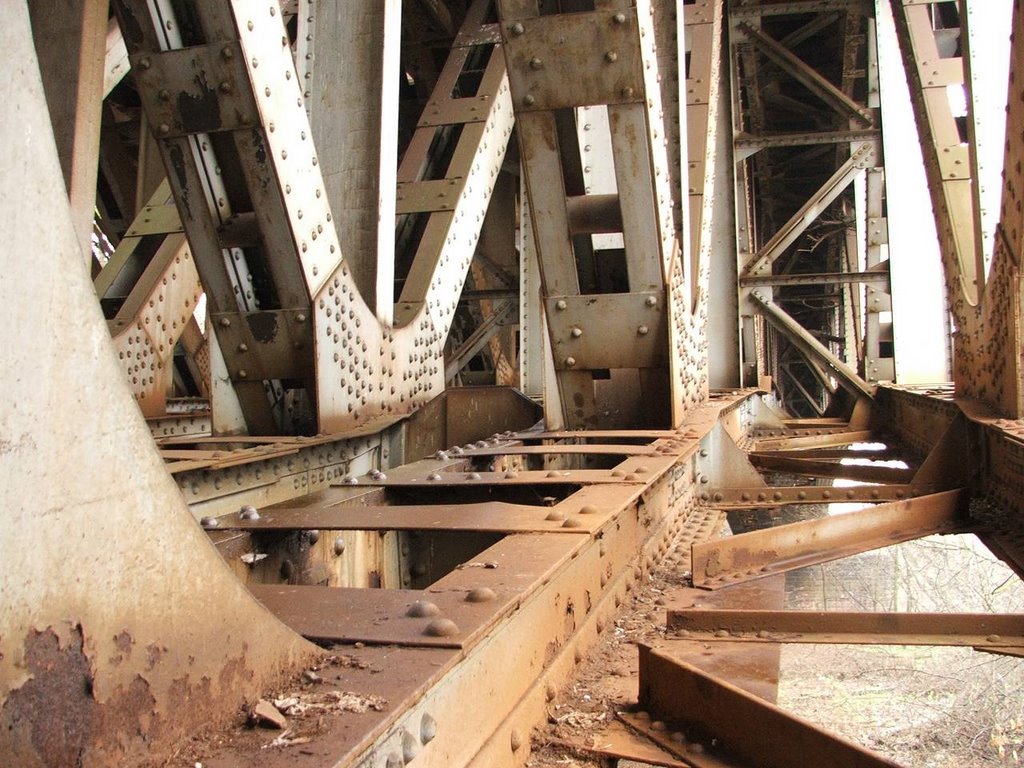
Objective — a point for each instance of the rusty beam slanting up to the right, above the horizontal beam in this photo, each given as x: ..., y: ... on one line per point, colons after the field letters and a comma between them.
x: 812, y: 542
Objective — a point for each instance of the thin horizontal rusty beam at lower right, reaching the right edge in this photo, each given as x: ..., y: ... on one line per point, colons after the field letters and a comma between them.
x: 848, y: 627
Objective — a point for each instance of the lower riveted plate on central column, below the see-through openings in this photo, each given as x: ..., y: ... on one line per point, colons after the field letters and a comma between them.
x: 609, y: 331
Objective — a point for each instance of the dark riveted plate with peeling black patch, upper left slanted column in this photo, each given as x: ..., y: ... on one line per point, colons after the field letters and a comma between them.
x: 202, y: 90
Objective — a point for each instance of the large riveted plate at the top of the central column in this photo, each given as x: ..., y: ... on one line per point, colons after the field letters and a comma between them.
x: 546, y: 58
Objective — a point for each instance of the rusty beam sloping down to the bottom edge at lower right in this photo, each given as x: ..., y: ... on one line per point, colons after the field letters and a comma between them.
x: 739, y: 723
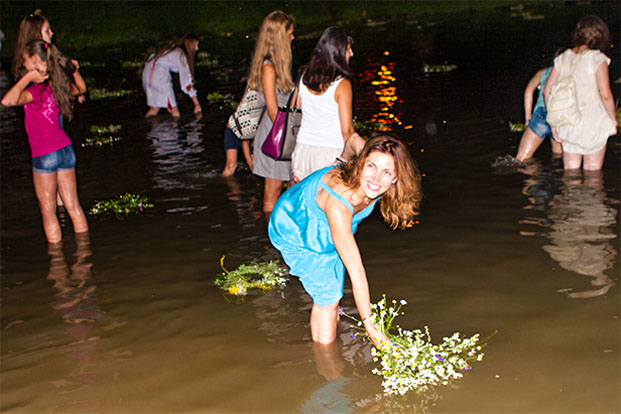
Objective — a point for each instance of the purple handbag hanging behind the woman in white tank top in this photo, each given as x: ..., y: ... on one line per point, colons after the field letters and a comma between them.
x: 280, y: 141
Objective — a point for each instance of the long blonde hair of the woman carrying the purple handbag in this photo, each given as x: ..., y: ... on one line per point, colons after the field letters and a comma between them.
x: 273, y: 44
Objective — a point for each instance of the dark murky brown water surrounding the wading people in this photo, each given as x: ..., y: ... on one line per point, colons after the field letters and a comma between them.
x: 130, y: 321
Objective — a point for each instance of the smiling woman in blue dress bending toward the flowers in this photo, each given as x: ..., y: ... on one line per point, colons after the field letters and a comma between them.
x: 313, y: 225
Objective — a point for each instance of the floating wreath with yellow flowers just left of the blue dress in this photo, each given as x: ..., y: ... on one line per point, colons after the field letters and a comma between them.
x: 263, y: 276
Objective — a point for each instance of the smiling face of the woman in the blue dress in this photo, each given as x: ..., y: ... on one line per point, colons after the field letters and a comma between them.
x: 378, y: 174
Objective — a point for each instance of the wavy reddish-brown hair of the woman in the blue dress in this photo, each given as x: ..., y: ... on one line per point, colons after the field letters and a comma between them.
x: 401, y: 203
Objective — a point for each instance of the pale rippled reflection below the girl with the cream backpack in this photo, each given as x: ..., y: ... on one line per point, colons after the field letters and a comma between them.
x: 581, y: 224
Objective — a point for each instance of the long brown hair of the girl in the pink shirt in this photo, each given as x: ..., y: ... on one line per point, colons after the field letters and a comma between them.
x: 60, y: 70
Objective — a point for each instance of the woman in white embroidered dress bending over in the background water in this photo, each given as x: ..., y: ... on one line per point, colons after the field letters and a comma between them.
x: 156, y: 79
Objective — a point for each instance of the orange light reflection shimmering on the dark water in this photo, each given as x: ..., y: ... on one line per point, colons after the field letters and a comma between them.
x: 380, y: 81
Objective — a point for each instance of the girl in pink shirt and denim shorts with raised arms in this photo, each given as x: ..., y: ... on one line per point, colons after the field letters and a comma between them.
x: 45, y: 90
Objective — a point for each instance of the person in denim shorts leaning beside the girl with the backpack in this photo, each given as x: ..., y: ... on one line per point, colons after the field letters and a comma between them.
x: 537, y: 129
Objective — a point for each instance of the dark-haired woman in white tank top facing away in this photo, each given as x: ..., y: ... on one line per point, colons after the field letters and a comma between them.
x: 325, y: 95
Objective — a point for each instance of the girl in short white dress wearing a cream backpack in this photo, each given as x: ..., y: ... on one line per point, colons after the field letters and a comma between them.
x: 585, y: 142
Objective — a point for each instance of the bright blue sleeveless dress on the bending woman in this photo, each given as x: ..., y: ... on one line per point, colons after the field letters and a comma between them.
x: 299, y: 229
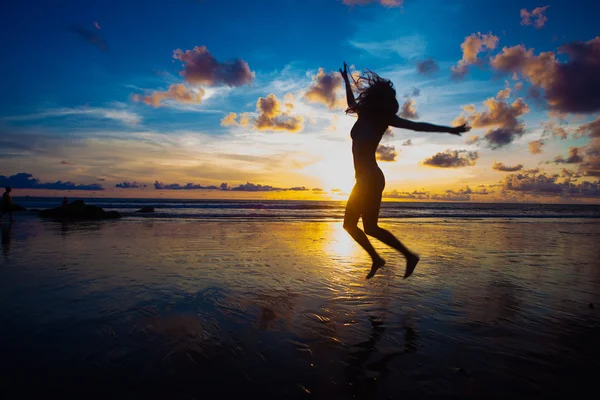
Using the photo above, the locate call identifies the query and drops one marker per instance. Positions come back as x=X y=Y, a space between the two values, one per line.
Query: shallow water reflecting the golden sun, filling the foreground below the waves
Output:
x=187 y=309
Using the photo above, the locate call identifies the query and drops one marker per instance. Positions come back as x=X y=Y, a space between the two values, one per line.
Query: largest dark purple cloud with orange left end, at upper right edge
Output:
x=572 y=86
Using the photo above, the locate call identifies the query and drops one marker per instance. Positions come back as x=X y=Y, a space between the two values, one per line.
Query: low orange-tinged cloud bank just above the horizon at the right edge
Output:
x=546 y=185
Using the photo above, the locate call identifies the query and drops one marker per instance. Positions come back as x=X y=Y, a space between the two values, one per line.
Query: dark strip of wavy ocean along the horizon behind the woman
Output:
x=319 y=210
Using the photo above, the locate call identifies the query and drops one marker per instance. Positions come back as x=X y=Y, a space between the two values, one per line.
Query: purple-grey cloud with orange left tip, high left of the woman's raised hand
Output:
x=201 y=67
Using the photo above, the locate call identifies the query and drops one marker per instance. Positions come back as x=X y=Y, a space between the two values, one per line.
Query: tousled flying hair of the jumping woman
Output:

- HOW TO COMPLETE THIS TASK:
Write out the records in full and exactly, omitting the pictures they hold.

- WRITTEN REPLY:
Objective — a point for each instance of the rusty beam slanting up to the right, above the horizontal beam in this photo, each given as x: ..., y: ... on one line per point, colons after the field letters and a comma between them.
x: 812, y: 542
Objective — a point for each instance of the thin horizontal rusty beam at lower right, reaching the right edge in this photo, each given as x: ..., y: ... on one line per point, colons after the field letters and a comma between them.
x: 848, y: 627
Objective — a point for each instance of the lower riveted plate on central column, below the see-through openings in this photo, each given as x: ..., y: ... on one line per point, colons after the field letters and a comma between them.
x: 609, y: 331
Objective — a point for each instance of the dark riveted plate with peeling black patch, upper left slanted column in this photo, each given as x: ..., y: ... on one line per point, colons after the field letters and a comma between them.
x: 202, y: 90
Objective — a point for each instance of the large riveted plate at the top of the central column in this photo, each given as x: ..., y: ... on one line per point, colons after the field letters and a comma between them.
x: 546, y: 58
Objective — a point for each instance of the rusty beam sloping down to the bottom edge at lower right in this photo, each given as x: ..., y: ... on one line per point, colons after the field letters and a comma between them.
x: 739, y: 723
Objective — a point for each instance of the purple handbag hanging behind the woman in white tank top in this photo, each given as x: ..., y: ... on one line per point, colons after the field letters and a comma between them.
x: 280, y: 141
Objective — a point for each instance of the long blonde hair of the woman carrying the purple handbag in this photo, each given as x: ..., y: ... on one line per point, colons after the field letters and a comma between them.
x: 273, y: 44
Objective — a point for each instance of the dark murky brown water surrounding the wading people in this photo, each given as x: ..., y: ... on one line per point, colons after the field letters and a comma between them.
x: 130, y: 321
Objective — a point for each instance of the smiling woman in blue dress bending toward the flowers in this photo, each given as x: ..., y: ... on one line per point, colons after the field letters and a comma between them.
x: 313, y: 225
Objective — a point for each instance of the floating wreath with yellow flowers just left of the blue dress in this photo, each given as x: ..., y: ... on one line per point, colons after the field letters and a comma between them.
x: 263, y: 276
Objective — a point for each instance of the smiling face of the woman in the blue dress in this photo, each given as x: ..., y: ... on one line per point, colons after the field letters and a comma between them.
x: 378, y: 174
Objective — a point for each instance of the wavy reddish-brown hair of the woman in the blue dress in this photo, each given as x: ..., y: ... on one line per point, colons after the field letters and a comma between them.
x: 401, y: 203
Objective — a point for each instance of the pale rippled reflection below the girl with the cream backpack in this photo, each given as x: ..., y: ... on one line per point, colons after the field letters and a comma between them.
x: 581, y: 224
Objective — a point for each instance of the long brown hair of the girl in the pink shirt in this photo, each given as x: ..., y: ... on one line per point, colons after the field letters and a comma between them.
x: 60, y: 70
Objective — a point for each instance of the woman in white embroidered dress bending over in the background water in this photo, each given as x: ..., y: ... on one line per point, colons after the field letters and a comma between them.
x: 156, y: 79
Objective — a point for each instance of the orange light reflection shimmering on the dark water in this photo, each given as x: ..., y: ... on one line per point, colons after the field letters and a comma between them.
x: 380, y: 81
Objective — a point for each instance of the girl in pink shirt and denim shorts with raised arms in this photo, each given as x: ..., y: ... on one line per point, colons after the field letters and a comma between them.
x: 45, y: 90
Objective — a point for each instance of the person in denim shorts leaning beside the girl with the backpack in this photo, each given as x: ..., y: ... on one line per point, colons after the field letters and a comma between them.
x: 537, y: 129
Objective — a point for each instance of the dark-haired woman in white tank top facing away in this photo, each given as x: ..., y: ... on one line per point, colons after the field letters and a comma between them.
x: 325, y: 95
Objective — a point for each instance of the girl in short white dress wearing a cream backpack in this photo, each given as x: ..., y: ... on one line per point, colons after the field letters and a comma between them.
x: 585, y: 142
Objective — a point for each instance of the bright blue sleeveless dress on the bending woman in this photo, each given as x: ..., y: ... on one line per point, colons after the field letters and a comma between them.
x: 299, y: 229
Using the photo above, the locate call identifies the query and drops one marker per instance. Positions come back as x=X y=Y, a space between the two values, one per line.
Query: shallow water reflecting the golden sun, filling the foreground below the waves
Output:
x=187 y=309
Using the photo above, the locate call identifies the query and drops one marker per instance. Positions come back as x=X y=Y, a space between the two values, one per line.
Query: largest dark purple cloud with orange left end, at upper right edge
Output:
x=572 y=86
Using the photo above, the locate call identifies the query and drops one marker per instance. Positions come back as x=X y=Y, a space between the two values, one per line.
Query: low orange-tinged cloud bank just above the horizon at the right edge
Output:
x=546 y=185
Using the photo above, the locate call identifies the query and drops one marker per instance. Positions come back as x=X y=Y, a space between the two values, one per line.
Query: dark strip of wavy ocean along the horizon behind the woman
Output:
x=319 y=210
Using the photo above, the locate call identifies the query and drops one marker per instance. Positions come back as x=X y=Y, a space between the two values, one per line.
Query: purple-grey cloud with orange left tip, high left of the woman's raised hand
Output:
x=201 y=67
Using the photo above, the locate call identifies the query and drops one marker per instance. Positions come back as x=X y=Y, a space between the two values, one per line.
Query: tousled flying hair of the jumping woman
Output:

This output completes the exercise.